[Start of EXERCISE MATERIAL]

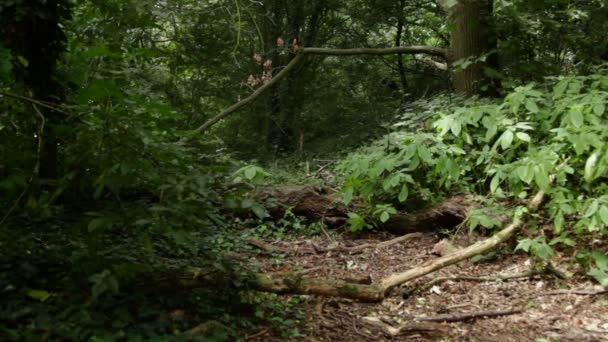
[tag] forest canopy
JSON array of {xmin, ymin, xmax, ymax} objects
[{"xmin": 0, "ymin": 0, "xmax": 608, "ymax": 341}]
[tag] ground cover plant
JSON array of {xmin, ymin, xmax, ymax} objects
[{"xmin": 0, "ymin": 0, "xmax": 608, "ymax": 341}]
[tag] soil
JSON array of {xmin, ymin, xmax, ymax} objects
[{"xmin": 244, "ymin": 233, "xmax": 608, "ymax": 341}]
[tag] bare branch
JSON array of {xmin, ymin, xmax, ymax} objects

[End of EXERCISE MATERIAL]

[GIVEN EXERCISE]
Arrange every line of the items above as a JSON list of strings, one string per line, omitting blank lines and leaving the pictures out.

[ANSWER FOR THE TASK]
[
  "[tag] forest canopy",
  "JSON array of {xmin, ymin, xmax, ymax} objects",
  "[{\"xmin\": 0, \"ymin\": 0, \"xmax\": 608, \"ymax\": 341}]",
  "[tag] ground cover plant",
  "JSON array of {xmin, ymin, xmax, ymax} objects",
  "[{\"xmin\": 0, \"ymin\": 0, \"xmax\": 608, \"ymax\": 341}]",
  "[tag] soil",
  "JSON array of {xmin, ymin, xmax, ymax} objects",
  "[{\"xmin\": 244, \"ymin\": 233, \"xmax\": 608, \"ymax\": 341}]",
  "[tag] bare branch",
  "JSON array of {xmin, ymin, xmax, ymax} objects"
]